* TO DO: Copy out every record below with complete accuracy.

* AVAILABLE DATA:
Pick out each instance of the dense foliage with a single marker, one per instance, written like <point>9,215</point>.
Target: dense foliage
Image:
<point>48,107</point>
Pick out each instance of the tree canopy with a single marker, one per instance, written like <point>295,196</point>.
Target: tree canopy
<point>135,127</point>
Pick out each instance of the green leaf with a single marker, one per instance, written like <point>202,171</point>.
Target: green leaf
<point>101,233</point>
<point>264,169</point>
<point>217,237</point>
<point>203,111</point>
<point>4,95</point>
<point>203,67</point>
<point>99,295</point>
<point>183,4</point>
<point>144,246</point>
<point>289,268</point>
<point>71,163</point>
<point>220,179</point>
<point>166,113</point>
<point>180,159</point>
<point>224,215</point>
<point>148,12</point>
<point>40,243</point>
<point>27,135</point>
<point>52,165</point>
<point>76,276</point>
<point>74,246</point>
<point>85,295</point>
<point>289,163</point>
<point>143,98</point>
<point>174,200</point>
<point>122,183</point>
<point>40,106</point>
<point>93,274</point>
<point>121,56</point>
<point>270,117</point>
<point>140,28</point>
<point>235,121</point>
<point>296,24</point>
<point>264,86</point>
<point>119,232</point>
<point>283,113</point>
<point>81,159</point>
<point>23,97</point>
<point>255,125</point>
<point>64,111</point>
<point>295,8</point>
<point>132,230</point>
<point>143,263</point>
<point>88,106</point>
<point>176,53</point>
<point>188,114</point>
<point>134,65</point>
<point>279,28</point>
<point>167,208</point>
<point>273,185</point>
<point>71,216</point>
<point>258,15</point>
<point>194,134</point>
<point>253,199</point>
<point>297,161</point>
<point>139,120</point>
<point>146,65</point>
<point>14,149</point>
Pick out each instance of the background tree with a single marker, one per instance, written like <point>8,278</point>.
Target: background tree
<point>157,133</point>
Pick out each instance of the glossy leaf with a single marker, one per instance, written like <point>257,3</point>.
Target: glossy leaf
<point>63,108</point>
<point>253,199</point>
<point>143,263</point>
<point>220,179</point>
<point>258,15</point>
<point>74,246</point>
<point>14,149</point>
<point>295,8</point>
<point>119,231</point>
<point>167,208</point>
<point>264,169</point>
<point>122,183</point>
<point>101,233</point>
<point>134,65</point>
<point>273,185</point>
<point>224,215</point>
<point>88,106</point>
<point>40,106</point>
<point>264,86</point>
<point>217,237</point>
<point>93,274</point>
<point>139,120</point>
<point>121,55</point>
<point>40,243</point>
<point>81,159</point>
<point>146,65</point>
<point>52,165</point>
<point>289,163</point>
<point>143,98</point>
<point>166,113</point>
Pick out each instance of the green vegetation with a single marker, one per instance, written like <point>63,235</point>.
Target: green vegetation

* YOUR RESPONSE:
Pick out each instance of the dense foliage with a single marker, one per instance, written like <point>9,215</point>.
Target: dense foliage
Image:
<point>48,107</point>
Pick out each instance of the tree canopy with a single marker, one per instance, written like <point>295,196</point>.
Target: tree canopy
<point>135,127</point>
Pick out each instance of the green leaf with a single marker, one per instance, written like <point>202,171</point>.
Target: green leaf
<point>101,233</point>
<point>264,169</point>
<point>217,237</point>
<point>203,111</point>
<point>4,95</point>
<point>203,67</point>
<point>99,295</point>
<point>183,4</point>
<point>144,246</point>
<point>289,268</point>
<point>71,163</point>
<point>220,179</point>
<point>166,113</point>
<point>180,159</point>
<point>224,215</point>
<point>148,12</point>
<point>40,243</point>
<point>27,135</point>
<point>52,165</point>
<point>76,276</point>
<point>74,246</point>
<point>85,295</point>
<point>289,163</point>
<point>143,98</point>
<point>174,200</point>
<point>122,183</point>
<point>40,106</point>
<point>93,274</point>
<point>121,56</point>
<point>270,117</point>
<point>140,28</point>
<point>235,121</point>
<point>296,24</point>
<point>264,86</point>
<point>119,232</point>
<point>283,113</point>
<point>81,159</point>
<point>23,97</point>
<point>255,125</point>
<point>64,111</point>
<point>295,8</point>
<point>132,230</point>
<point>143,263</point>
<point>88,106</point>
<point>176,53</point>
<point>188,114</point>
<point>134,65</point>
<point>279,28</point>
<point>167,208</point>
<point>273,185</point>
<point>71,216</point>
<point>258,15</point>
<point>194,134</point>
<point>253,199</point>
<point>297,161</point>
<point>139,120</point>
<point>146,65</point>
<point>14,149</point>
Pick out each instance of the background tree with a single marker, one per instance, written like <point>8,278</point>.
Target: background tree
<point>157,133</point>
Pick out each instance of the glossy leaf with a single marker, one per instance, written like <point>257,3</point>.
Target: glossy leaf
<point>63,108</point>
<point>253,199</point>
<point>143,263</point>
<point>220,179</point>
<point>258,15</point>
<point>74,246</point>
<point>14,149</point>
<point>295,8</point>
<point>119,231</point>
<point>167,208</point>
<point>264,169</point>
<point>122,183</point>
<point>101,233</point>
<point>134,65</point>
<point>273,185</point>
<point>224,215</point>
<point>88,106</point>
<point>40,106</point>
<point>264,86</point>
<point>217,237</point>
<point>93,274</point>
<point>139,120</point>
<point>121,55</point>
<point>40,243</point>
<point>81,159</point>
<point>146,65</point>
<point>52,165</point>
<point>289,163</point>
<point>143,98</point>
<point>166,113</point>
Pick out each instance of the green vegetation with a single marker, one per instance, written like <point>63,235</point>.
Target: green vegetation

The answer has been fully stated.